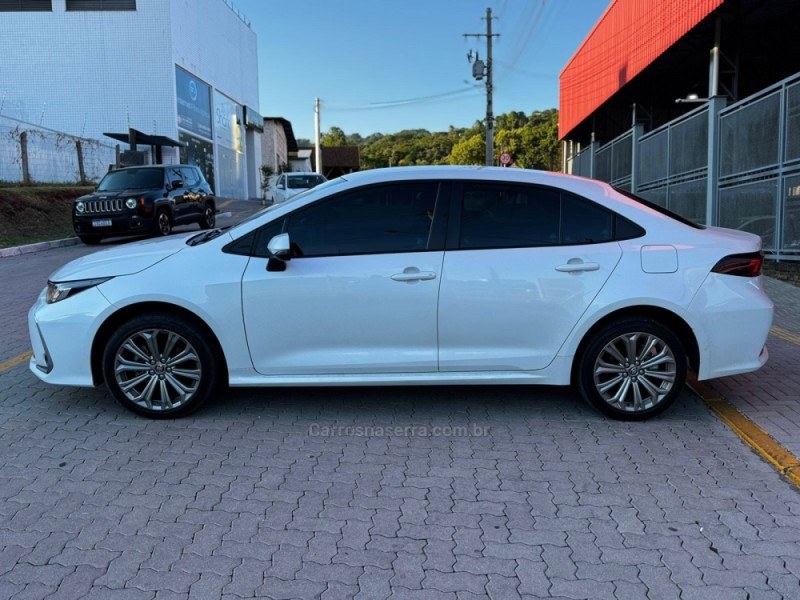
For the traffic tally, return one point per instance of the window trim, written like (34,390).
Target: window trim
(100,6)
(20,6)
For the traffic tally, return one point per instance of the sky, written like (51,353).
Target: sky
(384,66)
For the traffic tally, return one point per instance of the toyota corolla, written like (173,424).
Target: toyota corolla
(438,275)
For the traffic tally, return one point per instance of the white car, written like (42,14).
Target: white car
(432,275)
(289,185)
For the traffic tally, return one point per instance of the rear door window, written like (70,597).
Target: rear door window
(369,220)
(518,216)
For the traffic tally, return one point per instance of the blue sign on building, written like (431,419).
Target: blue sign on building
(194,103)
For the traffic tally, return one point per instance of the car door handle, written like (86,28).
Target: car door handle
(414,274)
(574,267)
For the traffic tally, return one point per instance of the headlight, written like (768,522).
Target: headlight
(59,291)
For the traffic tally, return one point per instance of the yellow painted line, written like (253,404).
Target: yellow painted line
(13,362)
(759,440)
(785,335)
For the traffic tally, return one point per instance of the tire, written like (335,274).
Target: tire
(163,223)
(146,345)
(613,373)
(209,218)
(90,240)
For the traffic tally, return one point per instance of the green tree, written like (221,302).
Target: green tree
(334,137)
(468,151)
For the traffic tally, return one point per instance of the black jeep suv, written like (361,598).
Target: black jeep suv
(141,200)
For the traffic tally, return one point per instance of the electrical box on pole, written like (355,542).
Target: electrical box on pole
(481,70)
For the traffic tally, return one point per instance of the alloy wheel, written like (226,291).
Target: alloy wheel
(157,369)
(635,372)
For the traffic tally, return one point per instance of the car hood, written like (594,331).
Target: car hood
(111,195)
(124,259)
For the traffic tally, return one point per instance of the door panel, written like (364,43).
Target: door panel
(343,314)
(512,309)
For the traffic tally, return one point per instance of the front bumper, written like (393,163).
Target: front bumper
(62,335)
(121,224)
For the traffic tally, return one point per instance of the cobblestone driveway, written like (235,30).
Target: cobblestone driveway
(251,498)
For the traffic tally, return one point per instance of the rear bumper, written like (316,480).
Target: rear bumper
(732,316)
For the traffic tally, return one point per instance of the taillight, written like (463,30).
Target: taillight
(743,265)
==*==
Your job is to repeat the data exactly, leaving each picture out.

■ Exercise output ■
For the traffic tally, return one point per instance of the window trim, written like (34,390).
Target: window trim
(100,6)
(20,6)
For the traffic tally, return one point per instance of the sky, written like (51,353).
Target: sky
(384,66)
For the traffic tally, return one point per instance of the toyota corolla, written like (173,424).
Target: toyota corolla
(438,275)
For the traffic tally, return one point per instance of the white car, written like (42,14).
Target: white car
(432,275)
(289,185)
For the traffic tally, return one point per instance of the rear door window, written like (70,597).
Target: rear door window
(369,220)
(518,216)
For the traffic tally, return one point per instance of the blue sign on building, written like (431,419).
Target: blue sign on building
(194,103)
For the traffic tally, return one point per instance of the car door handle, written like (86,28).
Target: car door handle
(414,274)
(574,267)
For the traffic tally, return one point per instance of the headlight, written like (768,522).
Target: headlight
(59,291)
For the traffic tally, return one point per instance of the yellow painted line, written like (253,404).
Target: yellow painted line
(13,362)
(759,440)
(785,335)
For the traffic tally, return one point per instance of the tire, written like (335,274).
Target: tire
(163,223)
(146,345)
(613,373)
(209,218)
(90,240)
For the traffic tally, return one point per instance of the green tree, written like (221,302).
Target: green tree
(334,137)
(468,151)
For the traffic tally, return one point per instance of the black jeep suv, written like (361,598).
Target: black jeep suv
(141,200)
For the traffic tally, return one point per instance of the electrical box on pole, written like (355,542).
Target: electrical box on pole
(481,70)
For the traffic tally, return one point per instance of the alloy wheel, written like (226,291).
Target: alloy wheel
(157,369)
(635,372)
For the traffic tally, return one point per instance of the car hood, written like (594,331).
Target: car hood
(111,195)
(124,259)
For the traffic tally, return one point per instance of the door panel, written like (364,43).
Target: door panel
(343,314)
(512,309)
For the traffic tally, return one point per instance of the front bumper, written like (393,163).
Target: front bumper
(62,335)
(121,224)
For the traffic tally, return one point per instance of the cobblestone driveway, written like (235,30).
Target: cobblestone driveway
(251,498)
For the traffic tally, return one point per instance of the rear bumper, written like (316,480).
Target: rear bumper
(732,316)
For the traffic tally, return one point per instance of the taillight, written like (463,30).
Target: taillight
(743,265)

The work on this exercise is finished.